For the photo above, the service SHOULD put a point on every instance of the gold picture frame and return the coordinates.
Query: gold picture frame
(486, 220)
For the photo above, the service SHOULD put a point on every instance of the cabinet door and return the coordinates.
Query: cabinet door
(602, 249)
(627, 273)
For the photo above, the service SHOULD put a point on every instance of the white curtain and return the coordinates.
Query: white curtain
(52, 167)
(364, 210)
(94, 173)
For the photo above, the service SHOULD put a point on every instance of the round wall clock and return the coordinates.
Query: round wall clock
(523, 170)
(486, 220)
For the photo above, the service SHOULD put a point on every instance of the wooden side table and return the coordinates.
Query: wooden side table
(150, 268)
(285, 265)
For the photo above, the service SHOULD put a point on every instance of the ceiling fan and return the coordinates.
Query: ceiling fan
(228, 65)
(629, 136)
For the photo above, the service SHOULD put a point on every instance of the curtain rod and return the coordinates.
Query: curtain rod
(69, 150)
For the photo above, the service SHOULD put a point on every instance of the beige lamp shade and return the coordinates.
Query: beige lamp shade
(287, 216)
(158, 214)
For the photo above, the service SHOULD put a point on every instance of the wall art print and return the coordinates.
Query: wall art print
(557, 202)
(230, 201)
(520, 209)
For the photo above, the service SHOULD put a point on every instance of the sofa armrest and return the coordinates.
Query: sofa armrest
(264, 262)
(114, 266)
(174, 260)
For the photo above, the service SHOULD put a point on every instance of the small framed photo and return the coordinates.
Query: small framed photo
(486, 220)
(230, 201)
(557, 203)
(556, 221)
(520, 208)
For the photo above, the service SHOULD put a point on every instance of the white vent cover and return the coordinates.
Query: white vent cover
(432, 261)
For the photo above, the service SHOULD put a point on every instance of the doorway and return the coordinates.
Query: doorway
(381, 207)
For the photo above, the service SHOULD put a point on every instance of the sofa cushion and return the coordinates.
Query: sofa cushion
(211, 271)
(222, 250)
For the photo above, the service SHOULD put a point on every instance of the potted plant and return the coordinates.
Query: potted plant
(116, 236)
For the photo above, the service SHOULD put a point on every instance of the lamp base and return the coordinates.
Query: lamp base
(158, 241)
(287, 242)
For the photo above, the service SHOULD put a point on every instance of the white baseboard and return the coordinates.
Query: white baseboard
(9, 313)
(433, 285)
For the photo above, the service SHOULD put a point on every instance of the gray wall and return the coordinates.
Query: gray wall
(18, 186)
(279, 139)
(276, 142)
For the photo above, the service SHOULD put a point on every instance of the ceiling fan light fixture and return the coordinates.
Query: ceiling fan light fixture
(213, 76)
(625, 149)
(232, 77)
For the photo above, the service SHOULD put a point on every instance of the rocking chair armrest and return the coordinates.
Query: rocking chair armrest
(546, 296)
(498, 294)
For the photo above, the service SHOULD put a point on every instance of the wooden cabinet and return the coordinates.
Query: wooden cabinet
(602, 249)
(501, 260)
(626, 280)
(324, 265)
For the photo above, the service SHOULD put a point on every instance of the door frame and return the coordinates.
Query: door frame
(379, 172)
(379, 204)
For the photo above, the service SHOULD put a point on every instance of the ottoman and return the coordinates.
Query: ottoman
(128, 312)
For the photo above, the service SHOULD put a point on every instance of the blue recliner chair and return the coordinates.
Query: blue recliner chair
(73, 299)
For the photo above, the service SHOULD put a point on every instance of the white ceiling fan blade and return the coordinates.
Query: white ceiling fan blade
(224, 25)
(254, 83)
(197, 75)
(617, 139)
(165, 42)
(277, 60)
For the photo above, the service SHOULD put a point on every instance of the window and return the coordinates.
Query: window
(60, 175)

^^^^^^^^

Your assignment. Recreate the listing word for word, omitting nothing.

Result of the task.
For the photo above, the service SHOULD put a point on every instance of the gold picture frame and return the coordinates.
Query: gold picture frame
(486, 220)
For the photo above, the service SHOULD put a point on every instance of the cabinet door and return the coordinates.
Query: cabinet door
(602, 249)
(627, 273)
For the photo above, the service SHOULD put a point on every instance of the white curtain and return the coordinates.
Query: white curtain
(52, 167)
(364, 210)
(94, 173)
For the photo above, the service SHOULD put a point on every instance of the round wall clock and return the coordinates.
Query: round wall clock
(523, 170)
(486, 220)
For the photo above, the service SHOULD put a point on every instance of the wooden side table and return the coordinates.
Query: wooden side table
(150, 268)
(285, 265)
For the photo above, the service SHOULD put a point on every instance of the ceiling fan and return the coordinates.
Query: ceiling fan
(228, 65)
(629, 136)
For the photo above, the service SHOULD put a point on every instance of the curtain rod and return the coordinates.
Query: curtain rod
(69, 150)
For the photo above, the service SHOULD put a point on every instance of the beige lamp shade and return the coordinates.
Query: beige lamp shade
(287, 216)
(158, 214)
For the photo above, the service SHOULD put a point on every instance of the wall art print and return the coordinates.
Query: wall art print
(557, 202)
(230, 201)
(520, 209)
For the photo above, the service SHOULD put a point on every instance of the sofa armrest and return the coordinates.
Query: sofa armrest
(264, 262)
(114, 266)
(174, 260)
For the photo above, the service SHOULD put a point on every instance of the small framed photo and return the coordinates.
Query: small framed photo
(486, 220)
(230, 201)
(557, 203)
(556, 221)
(520, 208)
For the photo above, the service SHOULD put a point on every instance of the white vent cover and return the coordinates.
Query: white vent cover
(432, 261)
For the photo above, the service SHOULD put a point on every instance of the doorway and return the coordinates.
Query: doorway
(381, 207)
For the photo above, the service SHOULD put a point on every instance of the sofa cushion and return the coordinates.
Query: sofa cushion
(211, 271)
(222, 250)
For the photo above, the service SHOULD put a point on every instance of the potted plant and return the coordinates.
Query: potted plant
(116, 236)
For the photo above, the service SHOULD put a point on every instance of the lamp base and return the coordinates.
Query: lamp base
(158, 241)
(287, 242)
For the photo above, the service SHOULD put a point on every instance of the white baseboard and return the coordinates.
Query: white baseboard
(9, 313)
(433, 285)
For the photo above, the service SHOULD put a point on every instance of the gray wall and return the coordinates.
Query: gray wall
(18, 186)
(279, 139)
(276, 142)
For the photo above, the service SHOULD put a point on every instance of the ceiling fan light fixture and return the coordinates.
Query: ceiling fan light fixture
(213, 76)
(625, 149)
(232, 77)
For the photo above, the service SHOULD put a point on every instance of the rocking chair armrest and return the coordinates.
Query: rocking chair armrest
(546, 296)
(498, 294)
For the photo above, the service SHOULD put a point on every instance of the wooden cabinet and return the coordinates.
Query: wooden cabinet
(602, 249)
(501, 260)
(626, 280)
(324, 265)
For the photo above, the service SHOULD put a point on every instance of the door frame and return the coordinates.
Query: door frame
(379, 172)
(379, 204)
For the photo above, the service SHOULD put a point on every instance of the ottoman and return the coordinates.
Query: ottoman
(128, 312)
For the photo above, the service SHOULD put a point on every instance of the blue recliner chair and return the coordinates.
Query: blue recliner chair
(73, 299)
For the photo above, the service SHOULD put a point on every instance of the white ceiling fan blade and return the coordinates.
Query: white ceiling fan blade
(224, 25)
(254, 83)
(197, 75)
(617, 139)
(165, 42)
(277, 60)
For the photo above, the service SHOULD put a point on every instance of the window and return the coordinates.
Query: window
(60, 175)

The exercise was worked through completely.